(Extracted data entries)

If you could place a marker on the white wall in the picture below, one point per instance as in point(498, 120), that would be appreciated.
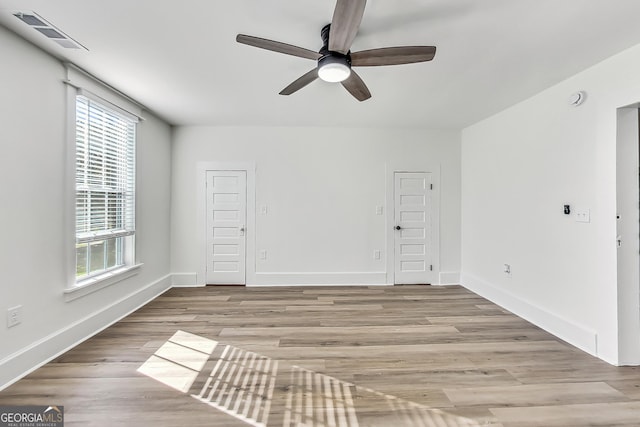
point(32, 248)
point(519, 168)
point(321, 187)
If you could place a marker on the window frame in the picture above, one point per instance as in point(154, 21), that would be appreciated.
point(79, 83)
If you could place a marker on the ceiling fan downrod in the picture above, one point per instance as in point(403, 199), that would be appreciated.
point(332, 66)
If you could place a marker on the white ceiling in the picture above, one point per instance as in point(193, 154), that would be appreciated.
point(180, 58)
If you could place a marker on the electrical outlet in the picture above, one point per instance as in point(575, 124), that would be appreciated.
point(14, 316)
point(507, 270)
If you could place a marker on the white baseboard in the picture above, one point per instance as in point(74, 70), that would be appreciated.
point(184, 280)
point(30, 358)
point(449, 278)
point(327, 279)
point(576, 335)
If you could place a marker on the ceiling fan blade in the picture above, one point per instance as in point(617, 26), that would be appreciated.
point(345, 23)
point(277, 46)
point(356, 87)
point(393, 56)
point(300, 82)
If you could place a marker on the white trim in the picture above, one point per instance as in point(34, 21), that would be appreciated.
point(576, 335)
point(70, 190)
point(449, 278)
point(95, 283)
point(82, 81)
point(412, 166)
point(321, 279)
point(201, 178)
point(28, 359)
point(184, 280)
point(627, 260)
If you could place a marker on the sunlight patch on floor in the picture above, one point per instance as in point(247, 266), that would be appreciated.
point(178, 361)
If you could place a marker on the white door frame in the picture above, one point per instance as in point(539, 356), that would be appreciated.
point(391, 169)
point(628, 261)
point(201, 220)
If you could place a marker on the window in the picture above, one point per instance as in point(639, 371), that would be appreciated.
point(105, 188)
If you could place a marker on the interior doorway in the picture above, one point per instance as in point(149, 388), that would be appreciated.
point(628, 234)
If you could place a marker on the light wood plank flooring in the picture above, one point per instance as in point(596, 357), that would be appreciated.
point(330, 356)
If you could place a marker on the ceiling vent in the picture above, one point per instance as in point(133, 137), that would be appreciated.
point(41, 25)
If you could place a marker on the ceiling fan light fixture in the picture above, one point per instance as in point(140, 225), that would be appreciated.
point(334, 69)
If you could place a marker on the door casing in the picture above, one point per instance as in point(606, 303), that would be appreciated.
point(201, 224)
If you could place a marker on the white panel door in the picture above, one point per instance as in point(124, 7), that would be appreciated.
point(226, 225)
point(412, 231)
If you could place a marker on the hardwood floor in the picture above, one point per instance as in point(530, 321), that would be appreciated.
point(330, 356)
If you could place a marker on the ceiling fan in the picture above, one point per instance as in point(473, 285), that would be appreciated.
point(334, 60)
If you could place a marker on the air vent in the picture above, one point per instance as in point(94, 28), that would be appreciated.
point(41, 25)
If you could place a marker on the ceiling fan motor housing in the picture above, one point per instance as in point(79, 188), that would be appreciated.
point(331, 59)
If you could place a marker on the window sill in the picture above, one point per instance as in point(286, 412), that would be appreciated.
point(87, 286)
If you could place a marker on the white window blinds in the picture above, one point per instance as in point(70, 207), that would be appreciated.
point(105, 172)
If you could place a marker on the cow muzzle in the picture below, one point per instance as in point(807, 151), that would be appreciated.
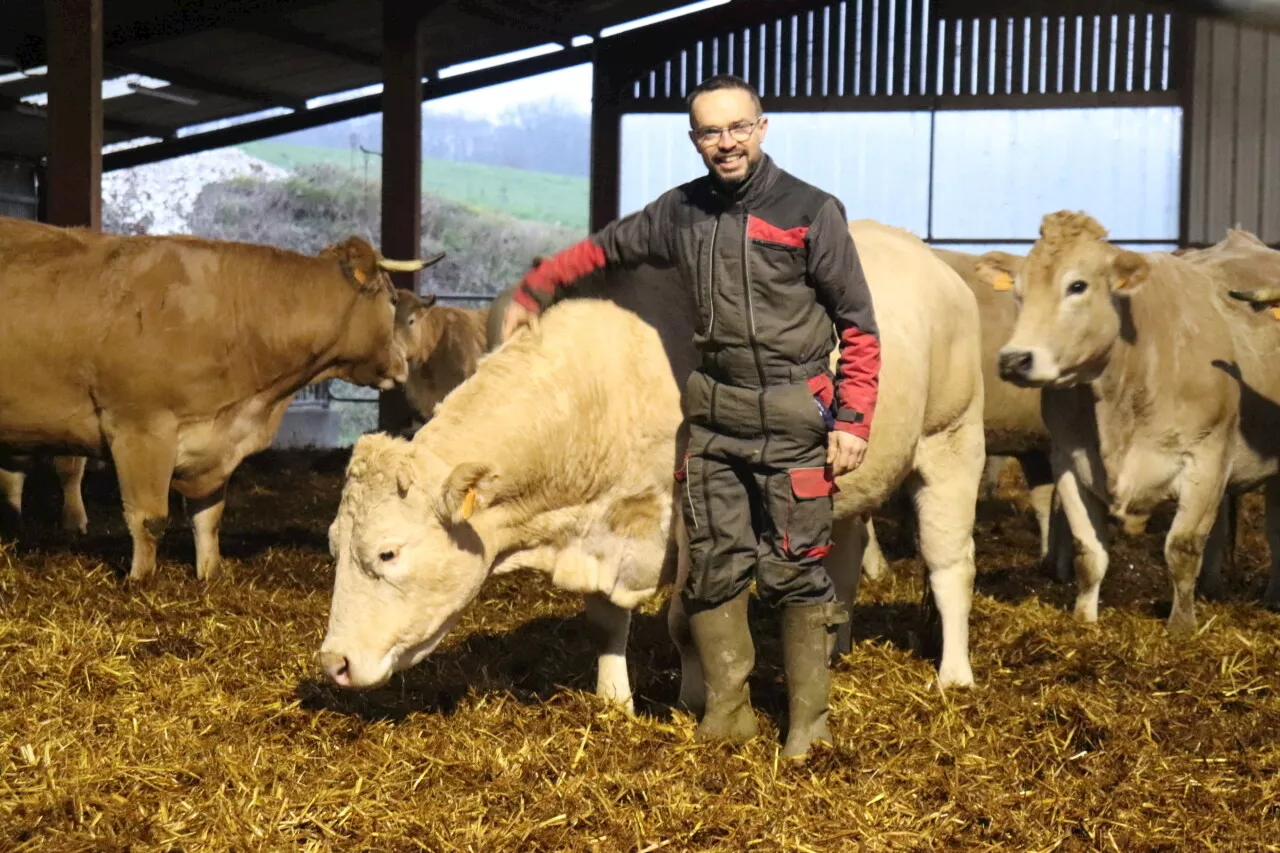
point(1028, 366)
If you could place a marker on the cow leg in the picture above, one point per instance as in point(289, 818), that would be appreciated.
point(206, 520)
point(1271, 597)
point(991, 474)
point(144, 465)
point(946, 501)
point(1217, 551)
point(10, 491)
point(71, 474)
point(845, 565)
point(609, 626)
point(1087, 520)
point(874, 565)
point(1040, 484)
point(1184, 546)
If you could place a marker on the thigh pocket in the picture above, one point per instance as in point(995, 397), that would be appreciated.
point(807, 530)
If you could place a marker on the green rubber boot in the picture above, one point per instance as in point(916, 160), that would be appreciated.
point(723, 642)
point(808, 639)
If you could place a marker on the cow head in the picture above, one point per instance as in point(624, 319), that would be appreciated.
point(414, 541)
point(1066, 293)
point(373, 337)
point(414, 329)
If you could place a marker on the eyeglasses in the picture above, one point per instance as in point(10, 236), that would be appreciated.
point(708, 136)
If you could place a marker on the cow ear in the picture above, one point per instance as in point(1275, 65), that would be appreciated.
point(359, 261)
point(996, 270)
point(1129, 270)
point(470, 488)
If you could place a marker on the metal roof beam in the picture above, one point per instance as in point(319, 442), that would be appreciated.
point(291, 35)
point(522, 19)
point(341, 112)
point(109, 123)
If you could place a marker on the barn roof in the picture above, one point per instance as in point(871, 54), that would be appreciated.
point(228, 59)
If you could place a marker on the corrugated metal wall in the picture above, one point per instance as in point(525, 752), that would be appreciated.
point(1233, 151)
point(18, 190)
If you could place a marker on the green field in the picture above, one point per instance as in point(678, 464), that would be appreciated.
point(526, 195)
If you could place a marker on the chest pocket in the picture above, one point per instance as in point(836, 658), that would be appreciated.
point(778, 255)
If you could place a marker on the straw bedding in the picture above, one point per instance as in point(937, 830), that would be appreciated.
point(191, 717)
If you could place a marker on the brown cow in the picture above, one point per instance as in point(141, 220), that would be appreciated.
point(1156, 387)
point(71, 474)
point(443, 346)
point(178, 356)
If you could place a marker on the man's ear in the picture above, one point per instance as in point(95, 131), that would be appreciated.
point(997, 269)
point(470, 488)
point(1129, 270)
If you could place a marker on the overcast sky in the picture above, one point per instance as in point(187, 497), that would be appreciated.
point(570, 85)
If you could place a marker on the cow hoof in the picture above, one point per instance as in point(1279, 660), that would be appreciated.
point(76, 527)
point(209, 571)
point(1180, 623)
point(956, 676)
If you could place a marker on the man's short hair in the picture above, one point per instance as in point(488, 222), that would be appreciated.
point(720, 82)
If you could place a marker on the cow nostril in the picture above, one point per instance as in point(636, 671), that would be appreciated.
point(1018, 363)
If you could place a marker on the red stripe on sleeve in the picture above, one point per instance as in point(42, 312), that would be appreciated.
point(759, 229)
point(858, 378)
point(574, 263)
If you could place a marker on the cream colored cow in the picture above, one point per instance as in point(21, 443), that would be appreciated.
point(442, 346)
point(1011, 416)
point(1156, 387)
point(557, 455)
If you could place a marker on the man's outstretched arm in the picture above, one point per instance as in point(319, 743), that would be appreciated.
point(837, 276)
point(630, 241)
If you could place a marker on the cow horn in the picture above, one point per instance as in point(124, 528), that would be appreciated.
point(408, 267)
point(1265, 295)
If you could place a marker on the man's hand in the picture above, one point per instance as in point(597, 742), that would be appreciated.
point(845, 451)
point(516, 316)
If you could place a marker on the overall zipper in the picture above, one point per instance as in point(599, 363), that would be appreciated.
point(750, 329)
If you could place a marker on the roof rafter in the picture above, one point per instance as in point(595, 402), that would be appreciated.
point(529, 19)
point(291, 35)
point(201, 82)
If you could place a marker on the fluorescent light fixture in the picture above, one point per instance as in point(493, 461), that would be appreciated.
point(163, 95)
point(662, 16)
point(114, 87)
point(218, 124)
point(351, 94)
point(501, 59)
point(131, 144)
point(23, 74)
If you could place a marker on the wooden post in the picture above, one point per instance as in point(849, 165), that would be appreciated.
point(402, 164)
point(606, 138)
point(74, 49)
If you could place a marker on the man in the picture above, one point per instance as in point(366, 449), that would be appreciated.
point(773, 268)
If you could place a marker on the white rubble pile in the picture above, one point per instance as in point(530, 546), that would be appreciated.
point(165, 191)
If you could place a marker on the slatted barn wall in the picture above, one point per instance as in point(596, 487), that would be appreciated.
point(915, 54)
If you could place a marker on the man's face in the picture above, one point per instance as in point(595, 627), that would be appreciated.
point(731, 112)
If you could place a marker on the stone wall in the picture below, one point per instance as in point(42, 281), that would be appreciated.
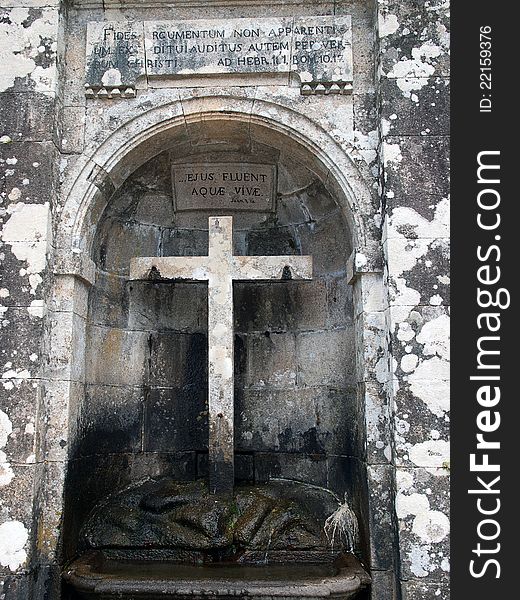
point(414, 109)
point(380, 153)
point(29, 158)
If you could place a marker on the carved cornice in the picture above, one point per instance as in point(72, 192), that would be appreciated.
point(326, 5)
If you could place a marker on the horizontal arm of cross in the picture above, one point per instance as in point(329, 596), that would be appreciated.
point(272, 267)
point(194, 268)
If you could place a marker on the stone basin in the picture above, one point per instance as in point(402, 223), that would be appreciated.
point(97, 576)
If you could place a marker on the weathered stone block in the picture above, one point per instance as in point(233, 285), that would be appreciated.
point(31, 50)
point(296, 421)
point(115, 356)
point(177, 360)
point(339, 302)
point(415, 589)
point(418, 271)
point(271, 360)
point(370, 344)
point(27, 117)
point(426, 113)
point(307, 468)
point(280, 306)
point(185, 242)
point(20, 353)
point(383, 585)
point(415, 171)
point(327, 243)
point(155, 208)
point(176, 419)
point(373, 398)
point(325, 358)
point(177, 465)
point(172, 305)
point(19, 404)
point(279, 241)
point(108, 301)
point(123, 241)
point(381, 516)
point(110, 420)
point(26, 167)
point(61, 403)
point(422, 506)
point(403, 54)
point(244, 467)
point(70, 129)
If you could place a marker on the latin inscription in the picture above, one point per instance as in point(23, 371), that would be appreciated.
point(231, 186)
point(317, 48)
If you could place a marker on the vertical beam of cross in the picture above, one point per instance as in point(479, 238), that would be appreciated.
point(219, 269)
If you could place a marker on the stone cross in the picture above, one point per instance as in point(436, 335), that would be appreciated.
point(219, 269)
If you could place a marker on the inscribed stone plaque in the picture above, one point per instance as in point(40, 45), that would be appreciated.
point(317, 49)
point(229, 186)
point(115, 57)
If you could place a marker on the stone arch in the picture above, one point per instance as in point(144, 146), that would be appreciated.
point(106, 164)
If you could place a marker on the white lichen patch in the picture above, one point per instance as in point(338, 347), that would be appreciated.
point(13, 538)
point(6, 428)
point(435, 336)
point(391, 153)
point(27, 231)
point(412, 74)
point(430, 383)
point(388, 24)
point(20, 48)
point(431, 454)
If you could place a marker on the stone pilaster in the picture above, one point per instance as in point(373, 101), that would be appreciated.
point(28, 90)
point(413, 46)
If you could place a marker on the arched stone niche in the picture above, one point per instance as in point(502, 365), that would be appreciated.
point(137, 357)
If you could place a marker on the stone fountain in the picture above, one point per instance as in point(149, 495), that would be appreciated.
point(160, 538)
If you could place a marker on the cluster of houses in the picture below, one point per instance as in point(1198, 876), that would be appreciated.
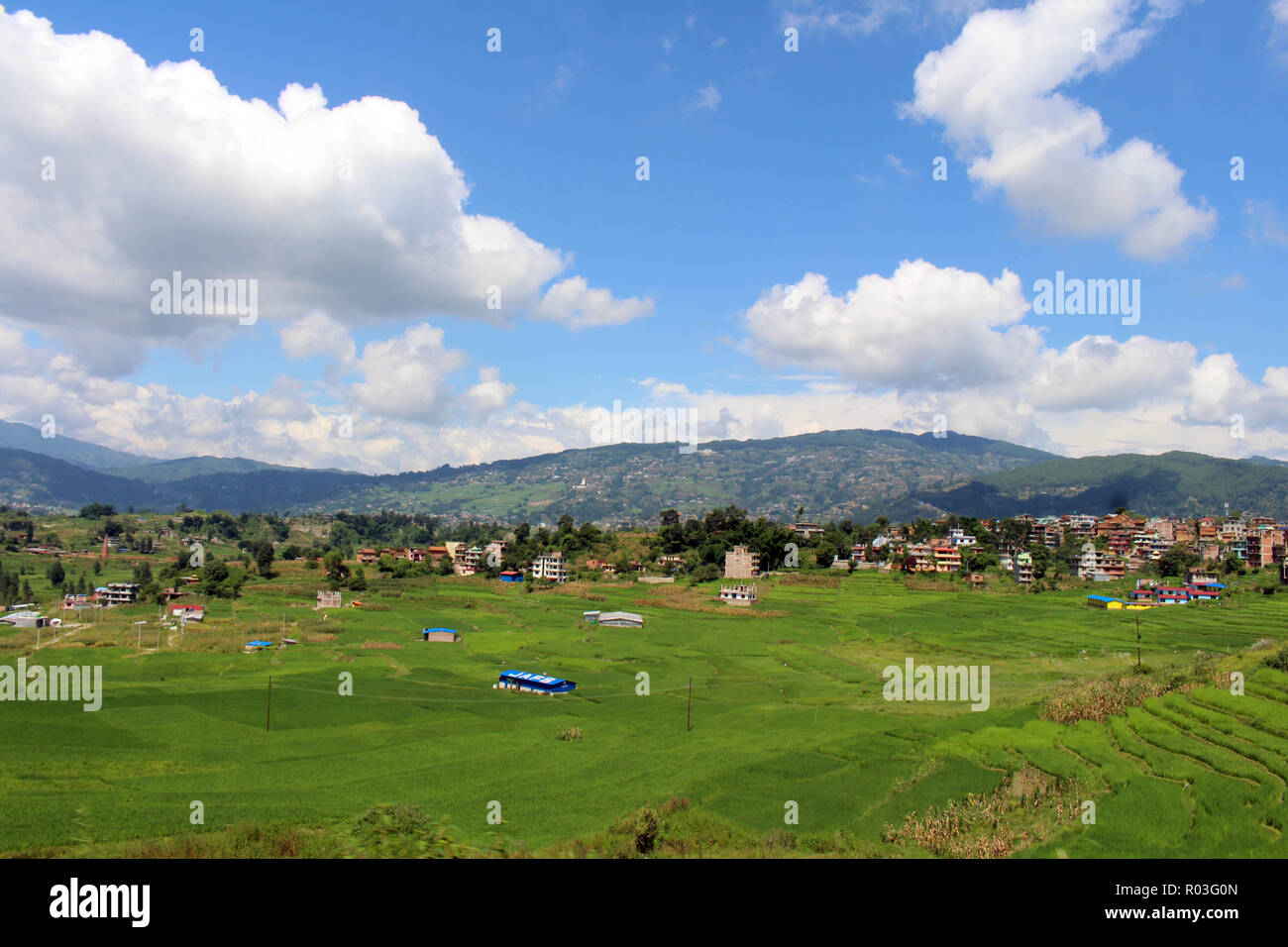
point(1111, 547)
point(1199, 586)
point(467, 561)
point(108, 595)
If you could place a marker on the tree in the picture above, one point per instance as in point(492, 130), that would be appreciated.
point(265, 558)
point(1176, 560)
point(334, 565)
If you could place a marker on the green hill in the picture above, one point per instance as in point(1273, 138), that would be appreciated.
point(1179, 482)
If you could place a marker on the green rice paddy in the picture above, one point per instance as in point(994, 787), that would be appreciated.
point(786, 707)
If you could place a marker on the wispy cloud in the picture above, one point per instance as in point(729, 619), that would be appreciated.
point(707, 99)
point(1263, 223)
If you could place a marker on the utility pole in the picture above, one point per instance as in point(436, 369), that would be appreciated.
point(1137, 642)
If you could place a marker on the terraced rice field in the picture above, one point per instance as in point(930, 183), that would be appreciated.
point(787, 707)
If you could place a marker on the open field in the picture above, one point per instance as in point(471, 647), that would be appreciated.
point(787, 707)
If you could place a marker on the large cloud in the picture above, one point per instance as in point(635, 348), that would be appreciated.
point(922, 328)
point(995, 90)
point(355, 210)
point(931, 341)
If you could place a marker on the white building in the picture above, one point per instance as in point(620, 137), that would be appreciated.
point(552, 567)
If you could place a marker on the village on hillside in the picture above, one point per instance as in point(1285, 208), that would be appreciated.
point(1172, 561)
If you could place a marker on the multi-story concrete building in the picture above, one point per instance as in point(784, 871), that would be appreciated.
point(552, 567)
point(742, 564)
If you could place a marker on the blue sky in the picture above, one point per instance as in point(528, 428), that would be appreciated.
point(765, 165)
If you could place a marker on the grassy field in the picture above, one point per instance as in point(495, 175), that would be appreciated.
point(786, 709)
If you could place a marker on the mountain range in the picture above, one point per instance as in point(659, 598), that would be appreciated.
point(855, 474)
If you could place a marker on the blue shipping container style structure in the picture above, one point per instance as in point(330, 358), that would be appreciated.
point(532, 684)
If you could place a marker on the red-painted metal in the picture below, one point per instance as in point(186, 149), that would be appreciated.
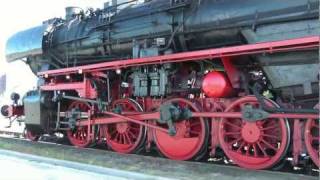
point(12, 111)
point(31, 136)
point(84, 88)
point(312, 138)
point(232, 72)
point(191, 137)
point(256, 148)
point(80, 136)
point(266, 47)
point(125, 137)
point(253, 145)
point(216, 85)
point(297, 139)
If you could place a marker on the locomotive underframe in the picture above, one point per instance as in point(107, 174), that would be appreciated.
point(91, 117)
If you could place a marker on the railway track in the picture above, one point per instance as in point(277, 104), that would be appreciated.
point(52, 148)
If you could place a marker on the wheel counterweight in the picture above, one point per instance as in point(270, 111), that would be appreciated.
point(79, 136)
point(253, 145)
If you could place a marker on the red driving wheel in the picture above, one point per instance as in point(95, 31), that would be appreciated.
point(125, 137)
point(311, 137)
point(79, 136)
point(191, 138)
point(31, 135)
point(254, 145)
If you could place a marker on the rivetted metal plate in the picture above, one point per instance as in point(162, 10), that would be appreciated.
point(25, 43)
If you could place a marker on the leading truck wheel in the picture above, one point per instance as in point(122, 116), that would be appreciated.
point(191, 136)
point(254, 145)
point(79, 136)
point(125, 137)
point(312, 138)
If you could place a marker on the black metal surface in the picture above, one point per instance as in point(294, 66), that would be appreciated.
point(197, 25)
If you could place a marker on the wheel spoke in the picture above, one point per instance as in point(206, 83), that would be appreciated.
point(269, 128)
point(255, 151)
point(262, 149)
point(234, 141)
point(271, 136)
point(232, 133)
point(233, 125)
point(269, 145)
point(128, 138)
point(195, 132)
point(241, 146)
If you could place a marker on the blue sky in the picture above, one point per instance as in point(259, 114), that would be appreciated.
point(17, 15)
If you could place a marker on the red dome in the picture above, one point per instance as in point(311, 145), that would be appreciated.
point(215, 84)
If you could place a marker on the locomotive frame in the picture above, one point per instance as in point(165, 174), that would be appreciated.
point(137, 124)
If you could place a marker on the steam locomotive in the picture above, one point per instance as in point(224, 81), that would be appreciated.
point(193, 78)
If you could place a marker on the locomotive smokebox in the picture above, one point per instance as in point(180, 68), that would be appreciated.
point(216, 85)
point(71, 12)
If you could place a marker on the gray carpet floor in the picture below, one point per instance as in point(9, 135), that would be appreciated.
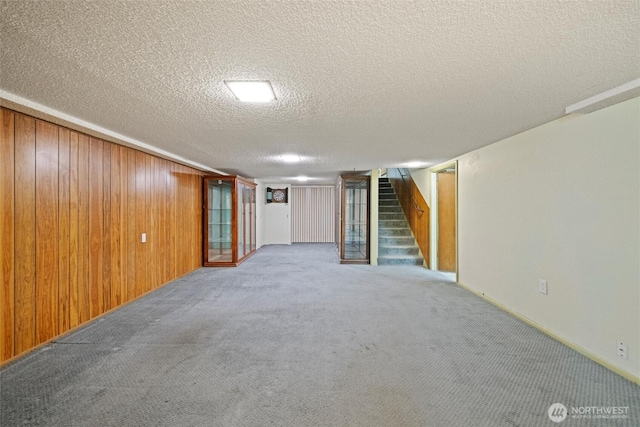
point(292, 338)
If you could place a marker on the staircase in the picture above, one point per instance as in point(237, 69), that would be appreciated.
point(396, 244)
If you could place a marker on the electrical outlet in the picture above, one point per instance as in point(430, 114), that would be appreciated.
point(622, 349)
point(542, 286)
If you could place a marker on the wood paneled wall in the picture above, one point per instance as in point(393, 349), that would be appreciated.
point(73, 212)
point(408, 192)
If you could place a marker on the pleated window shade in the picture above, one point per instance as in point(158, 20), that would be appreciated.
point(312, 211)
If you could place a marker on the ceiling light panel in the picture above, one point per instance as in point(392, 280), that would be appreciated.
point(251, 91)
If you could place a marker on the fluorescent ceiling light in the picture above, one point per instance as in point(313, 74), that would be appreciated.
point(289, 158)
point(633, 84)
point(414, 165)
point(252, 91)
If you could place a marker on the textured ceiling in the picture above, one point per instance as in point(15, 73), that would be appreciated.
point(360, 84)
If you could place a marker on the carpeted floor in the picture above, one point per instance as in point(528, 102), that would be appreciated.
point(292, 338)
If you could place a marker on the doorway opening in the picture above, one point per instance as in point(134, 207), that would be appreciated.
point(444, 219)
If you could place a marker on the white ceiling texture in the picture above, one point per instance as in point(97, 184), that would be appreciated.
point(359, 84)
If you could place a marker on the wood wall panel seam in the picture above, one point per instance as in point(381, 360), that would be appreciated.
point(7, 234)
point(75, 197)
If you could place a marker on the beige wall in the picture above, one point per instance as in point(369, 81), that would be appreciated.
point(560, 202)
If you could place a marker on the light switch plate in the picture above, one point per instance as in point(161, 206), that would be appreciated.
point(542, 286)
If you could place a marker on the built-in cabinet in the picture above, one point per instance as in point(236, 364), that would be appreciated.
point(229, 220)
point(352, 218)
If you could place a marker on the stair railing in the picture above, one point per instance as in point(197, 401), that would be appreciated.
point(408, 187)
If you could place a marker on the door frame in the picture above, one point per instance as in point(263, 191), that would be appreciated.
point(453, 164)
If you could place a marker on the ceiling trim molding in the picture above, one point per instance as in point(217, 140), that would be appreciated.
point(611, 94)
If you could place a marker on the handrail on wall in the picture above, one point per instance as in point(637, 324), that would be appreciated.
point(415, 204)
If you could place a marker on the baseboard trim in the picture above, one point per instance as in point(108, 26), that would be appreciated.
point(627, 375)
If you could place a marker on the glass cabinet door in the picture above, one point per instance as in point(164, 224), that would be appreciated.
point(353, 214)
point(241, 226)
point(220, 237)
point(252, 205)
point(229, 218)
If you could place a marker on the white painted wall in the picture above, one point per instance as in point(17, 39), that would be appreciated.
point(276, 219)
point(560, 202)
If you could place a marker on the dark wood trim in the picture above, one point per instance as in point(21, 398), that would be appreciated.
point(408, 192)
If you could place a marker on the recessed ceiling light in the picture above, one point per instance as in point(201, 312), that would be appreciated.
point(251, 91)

WHAT THE EXERCISE ASKS:
Render the lines as a Markdown table with the columns Row and Line. Start at the line that contains "If you could place a marker on the man's ear", stop after the line that contains "point(570, 85)", number each row, and leave out any blank lines.

ANSWER:
| Row | Line |
|---|---|
| 1 | If you could place a marker on the man's ear in the picture above, one point per instance as in point(95, 131), that would be appreciated. |
| 2 | point(997, 269) |
| 3 | point(470, 488) |
| 4 | point(1129, 270) |
| 5 | If you could place a marker on the overcast sky in the picture above, one point per instance as in point(187, 497), that would be appreciated. |
| 6 | point(570, 85) |